### Given text:
▼

The tension builds in the elementary school house because there is a host of professionals from those who mainly focus on discrete skills to those that focus mainly on project base learning endeavor. The landscape becomes complex as the many professionals collaborate to coordinate their work to best meet the interests and needs of all students.

I continue to lean towards structure changes at the elementary school.  These changes would simplify some of our coordination while targeting the learning for greater effect.  I outlined this vision in a past post.

From where I sit now, I plan the week with a number of discrete, skill based lessons that involve the work of many teachers including special educators, reading specialists, therapists,assistant teachers, interns and volunteers.  These discrete learning sessions include the following: math problem solving, math tech for fact practice and skill, reading groups targeted on fluency and comprehension, and our grade-level rotations where we present specific science and social studies activities through hands-on learning activities and investigation.

▲

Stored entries
▼

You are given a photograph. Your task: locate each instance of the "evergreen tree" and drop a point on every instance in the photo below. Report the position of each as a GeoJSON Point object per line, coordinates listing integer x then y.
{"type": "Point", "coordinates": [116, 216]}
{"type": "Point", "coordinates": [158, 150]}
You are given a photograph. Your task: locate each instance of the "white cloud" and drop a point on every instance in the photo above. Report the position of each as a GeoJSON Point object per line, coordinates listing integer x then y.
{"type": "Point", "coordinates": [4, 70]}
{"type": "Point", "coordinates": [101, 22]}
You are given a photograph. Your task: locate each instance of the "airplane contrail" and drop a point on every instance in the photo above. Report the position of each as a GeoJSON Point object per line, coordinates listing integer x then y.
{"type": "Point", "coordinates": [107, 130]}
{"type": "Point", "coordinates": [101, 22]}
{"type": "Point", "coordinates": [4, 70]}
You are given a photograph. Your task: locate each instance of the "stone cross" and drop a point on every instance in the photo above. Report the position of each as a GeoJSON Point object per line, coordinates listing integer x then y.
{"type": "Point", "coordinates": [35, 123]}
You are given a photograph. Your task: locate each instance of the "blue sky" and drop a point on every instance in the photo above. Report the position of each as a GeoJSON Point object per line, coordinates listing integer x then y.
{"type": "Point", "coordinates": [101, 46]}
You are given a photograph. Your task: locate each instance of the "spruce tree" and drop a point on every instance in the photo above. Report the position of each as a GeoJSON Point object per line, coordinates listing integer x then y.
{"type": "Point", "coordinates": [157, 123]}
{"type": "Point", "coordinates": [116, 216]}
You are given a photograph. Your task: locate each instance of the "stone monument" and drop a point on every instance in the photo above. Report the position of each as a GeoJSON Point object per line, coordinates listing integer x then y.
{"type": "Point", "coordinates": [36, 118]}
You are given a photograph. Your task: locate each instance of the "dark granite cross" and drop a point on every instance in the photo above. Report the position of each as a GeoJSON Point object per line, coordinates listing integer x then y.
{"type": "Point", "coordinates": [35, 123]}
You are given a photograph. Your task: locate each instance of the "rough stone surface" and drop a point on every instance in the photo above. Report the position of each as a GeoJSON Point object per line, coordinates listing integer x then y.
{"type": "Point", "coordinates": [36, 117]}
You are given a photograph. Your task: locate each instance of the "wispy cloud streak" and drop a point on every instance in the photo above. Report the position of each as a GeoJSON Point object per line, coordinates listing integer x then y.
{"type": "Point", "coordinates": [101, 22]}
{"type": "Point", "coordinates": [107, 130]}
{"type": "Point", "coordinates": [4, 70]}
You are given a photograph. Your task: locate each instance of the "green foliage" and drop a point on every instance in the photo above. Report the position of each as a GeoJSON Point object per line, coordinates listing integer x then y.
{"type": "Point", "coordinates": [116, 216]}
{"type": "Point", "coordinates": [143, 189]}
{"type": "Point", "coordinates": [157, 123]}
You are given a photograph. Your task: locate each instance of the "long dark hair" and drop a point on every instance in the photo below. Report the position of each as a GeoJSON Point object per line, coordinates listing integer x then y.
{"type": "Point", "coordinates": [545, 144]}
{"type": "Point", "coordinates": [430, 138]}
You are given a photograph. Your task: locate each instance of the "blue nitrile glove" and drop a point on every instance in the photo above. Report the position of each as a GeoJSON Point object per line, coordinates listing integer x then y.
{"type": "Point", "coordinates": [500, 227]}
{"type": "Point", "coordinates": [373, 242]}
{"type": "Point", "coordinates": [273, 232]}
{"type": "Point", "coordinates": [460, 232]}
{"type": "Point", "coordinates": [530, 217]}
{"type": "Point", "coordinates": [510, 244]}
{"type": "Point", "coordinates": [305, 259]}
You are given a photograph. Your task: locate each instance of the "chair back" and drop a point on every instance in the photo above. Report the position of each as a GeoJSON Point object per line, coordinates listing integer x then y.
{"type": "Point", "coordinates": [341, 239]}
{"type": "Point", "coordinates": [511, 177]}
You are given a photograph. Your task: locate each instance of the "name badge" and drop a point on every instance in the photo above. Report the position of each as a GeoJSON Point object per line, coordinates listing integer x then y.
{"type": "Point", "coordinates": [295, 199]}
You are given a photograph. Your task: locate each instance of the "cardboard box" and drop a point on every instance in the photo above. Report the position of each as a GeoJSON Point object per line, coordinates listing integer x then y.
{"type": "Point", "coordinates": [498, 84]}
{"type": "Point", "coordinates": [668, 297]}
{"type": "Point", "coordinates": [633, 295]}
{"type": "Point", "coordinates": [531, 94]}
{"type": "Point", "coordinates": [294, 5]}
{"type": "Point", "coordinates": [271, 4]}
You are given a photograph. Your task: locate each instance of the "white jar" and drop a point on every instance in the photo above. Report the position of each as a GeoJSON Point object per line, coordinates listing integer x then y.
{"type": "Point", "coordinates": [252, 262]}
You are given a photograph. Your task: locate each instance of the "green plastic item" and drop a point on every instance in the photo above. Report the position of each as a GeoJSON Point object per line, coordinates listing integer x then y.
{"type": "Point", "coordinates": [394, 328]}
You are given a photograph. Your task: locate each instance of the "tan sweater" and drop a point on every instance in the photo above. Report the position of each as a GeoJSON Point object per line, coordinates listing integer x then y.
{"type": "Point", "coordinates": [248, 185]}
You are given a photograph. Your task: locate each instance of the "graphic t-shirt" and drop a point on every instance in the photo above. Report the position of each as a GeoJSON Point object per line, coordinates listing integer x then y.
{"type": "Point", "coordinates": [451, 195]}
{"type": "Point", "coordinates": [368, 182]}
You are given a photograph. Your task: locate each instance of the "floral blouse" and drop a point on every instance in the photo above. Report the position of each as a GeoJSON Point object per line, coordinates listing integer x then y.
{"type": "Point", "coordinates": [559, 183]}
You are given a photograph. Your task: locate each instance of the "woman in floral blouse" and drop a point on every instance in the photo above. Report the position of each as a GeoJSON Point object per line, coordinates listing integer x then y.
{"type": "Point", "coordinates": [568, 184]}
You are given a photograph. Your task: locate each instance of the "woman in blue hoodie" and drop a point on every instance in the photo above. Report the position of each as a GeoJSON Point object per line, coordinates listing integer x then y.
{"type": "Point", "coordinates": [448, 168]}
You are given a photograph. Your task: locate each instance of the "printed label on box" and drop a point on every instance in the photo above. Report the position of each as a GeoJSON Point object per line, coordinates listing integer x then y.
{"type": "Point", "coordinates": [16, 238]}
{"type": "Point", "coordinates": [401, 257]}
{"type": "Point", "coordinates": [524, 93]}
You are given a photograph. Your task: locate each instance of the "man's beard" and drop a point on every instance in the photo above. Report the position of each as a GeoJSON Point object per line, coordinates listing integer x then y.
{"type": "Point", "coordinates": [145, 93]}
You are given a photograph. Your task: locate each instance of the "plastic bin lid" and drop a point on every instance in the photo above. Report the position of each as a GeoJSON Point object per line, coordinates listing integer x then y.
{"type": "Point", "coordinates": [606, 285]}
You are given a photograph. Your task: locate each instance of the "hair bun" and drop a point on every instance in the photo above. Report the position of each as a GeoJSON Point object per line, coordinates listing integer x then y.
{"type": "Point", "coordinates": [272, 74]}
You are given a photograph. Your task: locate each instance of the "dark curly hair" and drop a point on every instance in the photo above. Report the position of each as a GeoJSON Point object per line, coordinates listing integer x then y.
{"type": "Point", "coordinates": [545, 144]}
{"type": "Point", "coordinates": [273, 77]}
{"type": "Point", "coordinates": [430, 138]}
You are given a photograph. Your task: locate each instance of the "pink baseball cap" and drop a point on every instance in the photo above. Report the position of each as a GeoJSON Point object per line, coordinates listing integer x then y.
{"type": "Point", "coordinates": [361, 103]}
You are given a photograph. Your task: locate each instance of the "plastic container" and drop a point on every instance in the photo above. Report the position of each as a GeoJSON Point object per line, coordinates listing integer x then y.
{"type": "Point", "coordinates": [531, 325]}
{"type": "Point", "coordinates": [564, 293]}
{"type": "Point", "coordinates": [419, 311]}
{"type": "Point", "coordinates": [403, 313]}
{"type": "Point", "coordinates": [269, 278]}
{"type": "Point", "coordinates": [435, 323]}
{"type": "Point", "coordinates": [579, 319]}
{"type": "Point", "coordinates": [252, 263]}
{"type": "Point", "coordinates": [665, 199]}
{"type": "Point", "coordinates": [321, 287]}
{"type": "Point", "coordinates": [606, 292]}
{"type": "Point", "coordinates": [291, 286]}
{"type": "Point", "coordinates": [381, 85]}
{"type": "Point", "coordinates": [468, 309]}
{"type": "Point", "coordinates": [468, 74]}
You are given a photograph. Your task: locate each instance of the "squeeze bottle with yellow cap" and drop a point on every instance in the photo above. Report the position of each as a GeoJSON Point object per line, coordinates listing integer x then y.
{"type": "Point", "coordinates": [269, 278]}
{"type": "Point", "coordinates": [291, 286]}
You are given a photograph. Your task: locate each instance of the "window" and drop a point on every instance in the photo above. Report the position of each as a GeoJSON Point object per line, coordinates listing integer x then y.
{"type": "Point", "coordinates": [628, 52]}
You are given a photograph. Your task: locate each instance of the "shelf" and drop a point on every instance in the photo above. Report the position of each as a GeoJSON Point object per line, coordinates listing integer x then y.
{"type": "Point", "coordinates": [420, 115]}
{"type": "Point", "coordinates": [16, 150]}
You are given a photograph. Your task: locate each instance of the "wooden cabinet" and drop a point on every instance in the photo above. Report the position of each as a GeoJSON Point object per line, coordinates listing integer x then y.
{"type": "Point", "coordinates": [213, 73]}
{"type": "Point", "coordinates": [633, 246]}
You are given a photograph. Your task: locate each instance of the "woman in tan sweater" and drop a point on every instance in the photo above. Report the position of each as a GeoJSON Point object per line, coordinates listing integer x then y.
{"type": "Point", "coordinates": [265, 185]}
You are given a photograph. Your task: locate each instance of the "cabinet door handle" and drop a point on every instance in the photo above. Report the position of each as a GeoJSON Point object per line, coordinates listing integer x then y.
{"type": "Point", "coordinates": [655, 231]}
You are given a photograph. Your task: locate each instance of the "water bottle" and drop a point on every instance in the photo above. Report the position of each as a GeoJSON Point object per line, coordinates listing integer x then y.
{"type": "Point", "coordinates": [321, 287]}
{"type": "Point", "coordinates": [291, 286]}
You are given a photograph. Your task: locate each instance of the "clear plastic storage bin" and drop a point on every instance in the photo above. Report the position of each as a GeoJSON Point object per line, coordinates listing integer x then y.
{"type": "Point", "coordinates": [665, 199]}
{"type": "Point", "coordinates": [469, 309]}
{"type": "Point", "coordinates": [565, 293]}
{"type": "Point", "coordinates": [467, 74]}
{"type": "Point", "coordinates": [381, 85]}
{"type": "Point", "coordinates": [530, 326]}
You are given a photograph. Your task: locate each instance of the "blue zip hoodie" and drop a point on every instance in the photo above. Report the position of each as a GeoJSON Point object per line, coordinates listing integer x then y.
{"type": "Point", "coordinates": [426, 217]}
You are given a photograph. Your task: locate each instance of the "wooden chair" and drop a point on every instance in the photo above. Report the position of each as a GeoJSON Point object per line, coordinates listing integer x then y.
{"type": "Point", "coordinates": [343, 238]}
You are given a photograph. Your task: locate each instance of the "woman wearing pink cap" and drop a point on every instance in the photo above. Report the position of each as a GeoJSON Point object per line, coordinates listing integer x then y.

▲

### Exercise tasks:
a) Print the part of the passage on elementary school teaching that begins at the words "I continue to" and stops after the words "a past post.".
b) Using the passage on elementary school teaching, explain why the writer continues to lean toward structure changes at the elementary school, in one to three sentences.
The stored entries have no connection to the passage on elementary school teaching.

### Responses by item number:
a)
I continue to lean towards structure changes at the elementary school.  These changes would simplify some of our coordination while targeting the learning for greater effect.  I outlined this vision in a past post.

b) The writer favors structure changes because they would simplify some of the coordination among the many professionals. They would also target the learning for greater effect.